• **Work instructions**: Rewrite the lines that begin with the line containing "Query: striped sleeve" and end with the line containing "Give the mask of the striped", replacing "striped" with "checked" and leaving everything else unchanged. Give only those lines.

[Data records]
-- START --

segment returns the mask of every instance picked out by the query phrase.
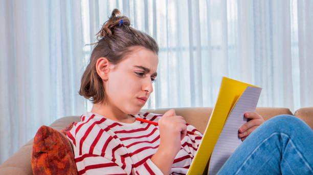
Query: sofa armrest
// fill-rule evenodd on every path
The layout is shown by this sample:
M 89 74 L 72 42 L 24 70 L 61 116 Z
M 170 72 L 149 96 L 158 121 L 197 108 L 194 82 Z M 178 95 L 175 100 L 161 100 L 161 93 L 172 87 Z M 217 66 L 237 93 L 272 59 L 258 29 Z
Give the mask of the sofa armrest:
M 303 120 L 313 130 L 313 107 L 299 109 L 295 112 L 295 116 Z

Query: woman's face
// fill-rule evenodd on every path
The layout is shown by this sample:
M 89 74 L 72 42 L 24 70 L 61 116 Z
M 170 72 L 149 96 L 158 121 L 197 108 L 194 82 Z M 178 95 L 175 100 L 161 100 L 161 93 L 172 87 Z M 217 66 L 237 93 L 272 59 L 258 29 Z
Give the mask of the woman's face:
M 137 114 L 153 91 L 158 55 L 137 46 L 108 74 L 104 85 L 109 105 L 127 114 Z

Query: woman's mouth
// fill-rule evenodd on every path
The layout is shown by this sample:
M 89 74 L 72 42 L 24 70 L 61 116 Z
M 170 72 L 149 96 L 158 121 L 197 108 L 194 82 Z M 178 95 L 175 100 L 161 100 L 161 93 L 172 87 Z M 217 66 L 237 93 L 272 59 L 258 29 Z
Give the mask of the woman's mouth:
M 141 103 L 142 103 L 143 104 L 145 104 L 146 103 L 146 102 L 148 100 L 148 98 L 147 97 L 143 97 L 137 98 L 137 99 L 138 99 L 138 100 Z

-- END --
-- START --

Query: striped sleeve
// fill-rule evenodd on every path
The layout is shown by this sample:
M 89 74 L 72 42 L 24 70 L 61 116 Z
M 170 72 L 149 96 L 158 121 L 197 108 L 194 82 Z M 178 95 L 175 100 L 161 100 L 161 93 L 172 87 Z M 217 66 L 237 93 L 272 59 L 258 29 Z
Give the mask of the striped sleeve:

-- END --
-- START --

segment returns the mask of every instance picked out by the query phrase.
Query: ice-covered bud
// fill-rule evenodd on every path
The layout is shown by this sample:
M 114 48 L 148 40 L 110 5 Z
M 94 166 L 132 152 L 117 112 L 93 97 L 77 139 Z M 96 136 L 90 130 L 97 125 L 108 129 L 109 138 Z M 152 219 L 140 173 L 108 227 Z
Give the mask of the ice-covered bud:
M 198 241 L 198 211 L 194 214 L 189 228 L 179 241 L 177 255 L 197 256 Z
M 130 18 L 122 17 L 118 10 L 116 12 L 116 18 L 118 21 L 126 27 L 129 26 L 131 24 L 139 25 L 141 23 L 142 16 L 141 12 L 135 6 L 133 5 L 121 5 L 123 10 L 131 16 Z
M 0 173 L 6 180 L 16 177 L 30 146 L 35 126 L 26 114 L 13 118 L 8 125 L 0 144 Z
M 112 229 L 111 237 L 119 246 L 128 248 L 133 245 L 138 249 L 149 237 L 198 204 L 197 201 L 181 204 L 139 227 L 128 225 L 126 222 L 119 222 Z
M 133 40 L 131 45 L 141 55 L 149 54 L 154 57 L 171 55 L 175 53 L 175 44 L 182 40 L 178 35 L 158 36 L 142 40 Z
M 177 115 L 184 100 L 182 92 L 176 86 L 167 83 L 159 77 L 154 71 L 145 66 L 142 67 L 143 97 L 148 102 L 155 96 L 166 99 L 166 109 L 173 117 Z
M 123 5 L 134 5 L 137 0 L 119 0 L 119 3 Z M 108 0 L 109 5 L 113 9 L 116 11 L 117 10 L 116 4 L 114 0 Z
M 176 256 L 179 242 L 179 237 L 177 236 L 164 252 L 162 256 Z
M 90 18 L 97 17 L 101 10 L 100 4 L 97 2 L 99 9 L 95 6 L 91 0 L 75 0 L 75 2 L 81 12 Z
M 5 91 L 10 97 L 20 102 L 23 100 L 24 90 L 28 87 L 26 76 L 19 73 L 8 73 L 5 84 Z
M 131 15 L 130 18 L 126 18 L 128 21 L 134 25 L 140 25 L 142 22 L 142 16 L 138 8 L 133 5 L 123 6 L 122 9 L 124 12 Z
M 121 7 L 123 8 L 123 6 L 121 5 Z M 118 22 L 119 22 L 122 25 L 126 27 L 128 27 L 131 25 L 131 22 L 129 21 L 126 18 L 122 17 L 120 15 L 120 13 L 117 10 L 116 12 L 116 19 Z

-- END --

• **Response for this exercise**:
Query: checked sleeve
// fill-rule evenodd on every path
The layout is shown by this sample:
M 89 74 L 72 42 L 24 70 L 61 116 Z
M 170 72 L 149 96 L 158 121 L 197 108 L 194 82 Z M 178 95 L 175 100 L 161 100 L 161 93 L 172 87 Z M 217 66 L 237 93 L 272 59 L 258 29 Z
Give the mask of the checked sleeve:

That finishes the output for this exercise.